**Extrait:**
Question aux alpinistes-parents

En quelques mots: est-il moralement acceptable que deux passionnés de montagne ayant pris le temps de concevoir deux jolies petites filles entre deux sorties s’encordent sur la même corde tout au long de l’année?
Plus le temps passe et plus je me dis que si on tombe on est deux beaux égoïstes…

Pffiou, grosse question!
Effectivement il y a une part d’égoïsme dans la pratique d’une activité à risque comme l’alpinisme ou le ski de rando… Personnellement, je n’ai pas de réponse toute faite. Déjà que je me pose des questions lorsque je pars seul faire du ski de rando (certes sur des itinéraires réputés peu exposés,donc s’il m’arrivait malheur il reste ma compagne pour notre p’tit gars, mais bon…).
Je crois cependant qu’il ne faut sûrement pas s’arrêter de pratiquer, même à deux, surtout si c’est un des ciments de votre couple. Lorsque vous êtes en montagne, vous vous remplissez à un certain point et quand vous revenez, vous pouvez déverser votre trop-plein sur votre entourage (enfants, conjoints, etc…). C’est la théorie des vases communicants.
Peut-être que ton (votre) interrogation pourrait aller vers le maintien de votre pratique mais en privilégiant des sorties où l’exposition est plus faible de manière à minimiser les risques?

**Jeu de données:**
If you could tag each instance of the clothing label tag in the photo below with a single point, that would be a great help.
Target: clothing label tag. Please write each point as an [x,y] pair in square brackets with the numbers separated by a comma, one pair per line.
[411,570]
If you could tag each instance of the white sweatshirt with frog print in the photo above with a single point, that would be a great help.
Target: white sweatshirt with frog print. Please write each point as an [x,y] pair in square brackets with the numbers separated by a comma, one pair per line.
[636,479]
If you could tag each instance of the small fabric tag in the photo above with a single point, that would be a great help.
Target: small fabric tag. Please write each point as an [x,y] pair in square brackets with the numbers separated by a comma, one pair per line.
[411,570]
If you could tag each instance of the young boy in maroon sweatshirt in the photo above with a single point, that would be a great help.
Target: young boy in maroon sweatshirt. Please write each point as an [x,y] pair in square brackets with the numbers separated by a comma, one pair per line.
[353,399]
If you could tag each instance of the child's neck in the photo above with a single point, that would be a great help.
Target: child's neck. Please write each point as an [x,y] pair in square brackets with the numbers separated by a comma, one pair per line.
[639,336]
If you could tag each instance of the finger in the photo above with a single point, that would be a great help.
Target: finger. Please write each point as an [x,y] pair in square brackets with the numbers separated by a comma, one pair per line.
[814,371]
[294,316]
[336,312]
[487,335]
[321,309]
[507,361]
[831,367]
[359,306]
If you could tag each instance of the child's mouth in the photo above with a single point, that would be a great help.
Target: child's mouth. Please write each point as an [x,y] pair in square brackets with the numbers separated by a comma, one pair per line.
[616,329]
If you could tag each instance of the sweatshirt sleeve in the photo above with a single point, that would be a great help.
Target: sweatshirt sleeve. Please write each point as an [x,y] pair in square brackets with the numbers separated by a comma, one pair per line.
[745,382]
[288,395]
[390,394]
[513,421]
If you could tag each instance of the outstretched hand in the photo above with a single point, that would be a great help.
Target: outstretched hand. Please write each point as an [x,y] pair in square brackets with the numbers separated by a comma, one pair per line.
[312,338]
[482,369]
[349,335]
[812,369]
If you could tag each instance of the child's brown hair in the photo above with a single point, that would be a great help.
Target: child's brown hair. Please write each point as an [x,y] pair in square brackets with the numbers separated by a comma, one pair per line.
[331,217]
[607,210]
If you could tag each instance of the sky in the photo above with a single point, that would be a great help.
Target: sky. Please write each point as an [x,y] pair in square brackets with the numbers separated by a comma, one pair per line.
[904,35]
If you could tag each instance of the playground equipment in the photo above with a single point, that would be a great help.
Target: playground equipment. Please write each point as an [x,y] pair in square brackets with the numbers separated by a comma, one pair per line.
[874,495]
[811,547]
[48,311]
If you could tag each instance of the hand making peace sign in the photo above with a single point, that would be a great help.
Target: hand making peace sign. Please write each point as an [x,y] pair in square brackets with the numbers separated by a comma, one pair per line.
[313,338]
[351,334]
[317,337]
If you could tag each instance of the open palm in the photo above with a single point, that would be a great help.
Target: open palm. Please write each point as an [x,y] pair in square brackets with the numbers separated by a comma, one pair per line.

**À compléter:**
A) Recopiez le texte sur les alpinistes-parents depuis « En quelques mots: est-il » jusqu'à « gars, mais bon…). » inclus.
B) Dans le texte sur les alpinistes-parents, quel nom est donné à la théorie selon laquelle on déverse sur son entourage le trop-plein accumulé en montagne ?
C) Donnez la suite du texte sur les alpinistes-parents après sa dernière phrase.
Les enregistrements forment un matériau distinct du texte sur les alpinistes-parents.

**Réponses ci-dessous:**
A)
En quelques mots: est-il moralement acceptable que deux passionnés de montagne ayant pris le temps de concevoir deux jolies petites filles entre deux sorties s’encordent sur la même corde tout au long de l’année?
Plus le temps passe et plus je me dis que si on tombe on est deux beaux égoïstes…

Pffiou, grosse question!
Effectivement il y a une part d’égoïsme dans la pratique d’une activité à risque comme l’alpinisme ou le ski de rando… Personnellement, je n’ai pas de réponse toute faite. Déjà que je me pose des questions lorsque je pars seul faire du ski de rando (certes sur des itinéraires réputés peu exposés,donc s’il m’arrivait malheur il reste ma compagne pour notre p’tit gars, mais bon…).

B) La théorie des vases communicants.

C)
En tous cas, c’est comme ça que j’envisage les choses depuis que je suis papa…

[quote=« GregH (ex passerand), id: 1025739, post:2, topic:99540 »]Peut-être que ton (votre) interrogation pourrait aller vers le maintien de votre pratique mais en privilégiant des sorties où l’exposition est plus faible de manière à minimiser les risques?
En tous cas, c’est comme ça que j’envisage les choses depuis que je suis papa…[/quote]

+1

Mais on, il ne faut pas arrêter mais seulement lever le pied et faire des trucs plus faciles et pas expo. C’est ce que j’ai fait quand mes gamins étaient petits, et en prime c’est bien agréable de se balader dans des trucs largement sous son niveau. On a l’esprit beaucoup plus libre.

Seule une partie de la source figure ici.